Dataset rows |
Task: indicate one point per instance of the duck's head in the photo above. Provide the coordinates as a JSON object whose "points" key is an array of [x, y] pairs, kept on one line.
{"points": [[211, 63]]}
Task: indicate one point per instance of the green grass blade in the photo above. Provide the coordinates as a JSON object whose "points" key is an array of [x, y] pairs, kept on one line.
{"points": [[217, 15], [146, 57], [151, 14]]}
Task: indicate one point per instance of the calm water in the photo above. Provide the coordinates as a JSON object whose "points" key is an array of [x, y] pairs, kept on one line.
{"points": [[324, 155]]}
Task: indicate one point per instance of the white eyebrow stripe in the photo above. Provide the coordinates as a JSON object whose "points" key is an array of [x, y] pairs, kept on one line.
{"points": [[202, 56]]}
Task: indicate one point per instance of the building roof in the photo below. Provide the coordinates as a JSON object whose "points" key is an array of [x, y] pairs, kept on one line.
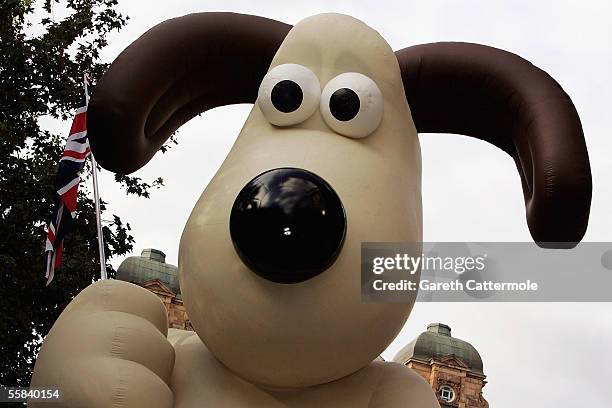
{"points": [[151, 264], [436, 343]]}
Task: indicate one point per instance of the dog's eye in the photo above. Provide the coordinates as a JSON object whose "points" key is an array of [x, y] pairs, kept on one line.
{"points": [[352, 105], [289, 94]]}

DESCRIPTION OF THE TASK |
Turn every line of the data above into a numbered list, skipping any blank lines. Leave the pictures out of your answer.

EXERCISE OUTPUT |
1. Task: indicate one point per instance of the duck's head in the photo above. Provide the coordinates as a JSON object whose "points" key is an array of [x, y] pairs, kept on one line.
2. {"points": [[211, 63]]}
3. Task: indicate one point per instance of the green grass blade in the photo above. Provide the coordinates as a JSON object whose "points" key is an array of [x, y] pairs, kept on one line.
4. {"points": [[217, 15], [146, 57], [151, 14]]}
5. Task: indicate one point per instance of the calm water in the photo above. Provide the coordinates as a JSON object whose "points" key is an array of [x, y] pairs, kept on one line.
6. {"points": [[324, 155]]}
7. Task: indicate one point per instance of the white eyebrow stripe in the photo above. Provide the coordinates as a JSON object whose "points" key is an array of [x, y] pairs, kept on one line.
8. {"points": [[202, 56]]}
9. Task: indicate one point per instance of the building roof in the photo below. Provide the coordinates as a JSON object whose "points" key is an array of [x, y] pairs, kept on one line.
10. {"points": [[151, 264], [436, 343]]}
11. Task: indicate one point per instance of the dog's eye in the photo above. Provide the coordinates as a JSON object whose "points" key is an array of [x, y] pairs, kept on one line.
12. {"points": [[352, 105], [289, 94]]}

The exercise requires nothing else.